---------- Data provided

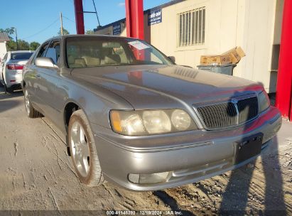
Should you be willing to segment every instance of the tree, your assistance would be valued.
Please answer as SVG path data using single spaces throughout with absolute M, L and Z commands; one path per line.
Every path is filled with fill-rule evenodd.
M 15 28 L 13 27 L 7 28 L 5 29 L 0 28 L 0 32 L 6 32 L 8 34 L 10 40 L 12 40 L 12 35 L 15 33 Z
M 60 36 L 61 35 L 61 28 L 60 28 L 60 30 L 59 30 L 59 32 L 58 33 L 58 34 L 59 35 L 59 36 Z M 65 28 L 63 28 L 63 36 L 65 36 L 65 35 L 69 35 L 70 34 L 70 33 L 69 33 L 69 31 L 67 30 L 67 29 L 65 29 Z
M 94 32 L 92 30 L 90 29 L 90 30 L 87 30 L 85 33 L 87 35 L 94 35 Z
M 29 43 L 23 40 L 18 40 L 18 50 L 28 50 Z
M 29 50 L 36 50 L 36 48 L 40 45 L 40 44 L 38 42 L 33 41 L 31 42 L 31 44 L 29 45 Z

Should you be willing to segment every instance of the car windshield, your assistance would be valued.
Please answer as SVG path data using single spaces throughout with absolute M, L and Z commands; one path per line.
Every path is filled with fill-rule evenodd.
M 172 65 L 165 55 L 144 40 L 126 38 L 72 37 L 66 40 L 69 68 Z
M 11 59 L 13 60 L 22 60 L 22 59 L 29 59 L 33 55 L 33 52 L 31 53 L 12 53 Z

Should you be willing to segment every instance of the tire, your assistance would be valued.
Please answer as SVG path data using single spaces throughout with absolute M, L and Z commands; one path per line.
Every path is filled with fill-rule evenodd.
M 41 117 L 43 115 L 38 111 L 36 111 L 29 100 L 28 92 L 26 87 L 23 87 L 23 94 L 24 94 L 24 106 L 26 107 L 26 115 L 29 118 L 38 118 Z
M 104 179 L 94 139 L 82 109 L 74 112 L 70 119 L 67 141 L 72 161 L 80 181 L 90 187 L 102 185 Z

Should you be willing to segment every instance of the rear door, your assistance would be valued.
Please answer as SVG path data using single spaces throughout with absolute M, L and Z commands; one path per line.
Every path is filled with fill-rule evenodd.
M 60 40 L 53 40 L 50 43 L 47 52 L 46 58 L 50 58 L 55 65 L 58 65 L 60 57 Z M 56 68 L 38 68 L 38 82 L 41 87 L 36 94 L 42 99 L 41 109 L 45 115 L 55 124 L 59 125 L 59 122 L 63 121 L 60 106 L 62 104 L 60 95 L 60 70 Z
M 27 89 L 31 102 L 33 107 L 42 113 L 43 113 L 43 111 L 40 109 L 42 107 L 42 101 L 39 94 L 37 94 L 43 88 L 40 80 L 40 75 L 38 75 L 38 71 L 42 70 L 42 68 L 36 66 L 35 60 L 38 57 L 45 56 L 49 45 L 50 41 L 43 43 L 40 48 L 36 50 L 37 53 L 31 60 L 31 63 L 26 68 L 26 84 L 28 87 Z

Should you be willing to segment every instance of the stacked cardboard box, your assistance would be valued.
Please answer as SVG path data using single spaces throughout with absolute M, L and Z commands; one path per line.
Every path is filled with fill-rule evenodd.
M 241 47 L 235 47 L 221 55 L 202 55 L 201 65 L 226 65 L 237 64 L 245 53 Z

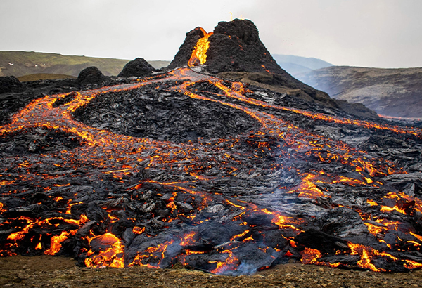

--------------------

• Task goal
Reproduce word for word every line from the one containing "Should you be willing to segment every instance of the stacked" through the last line of the items above, including both ends. Omit the pictures from your answer.

• Response for this exercise
Should you be willing to segment every instance of the stacked cardboard box, your assistance would be valued.
Please answer as SVG path data using single spaces throughout with absolute M, L and Z commands; one path per line.
Every path is filled with fill-rule evenodd.
M 241 47 L 235 47 L 221 55 L 202 55 L 201 65 L 226 65 L 237 64 L 245 53 Z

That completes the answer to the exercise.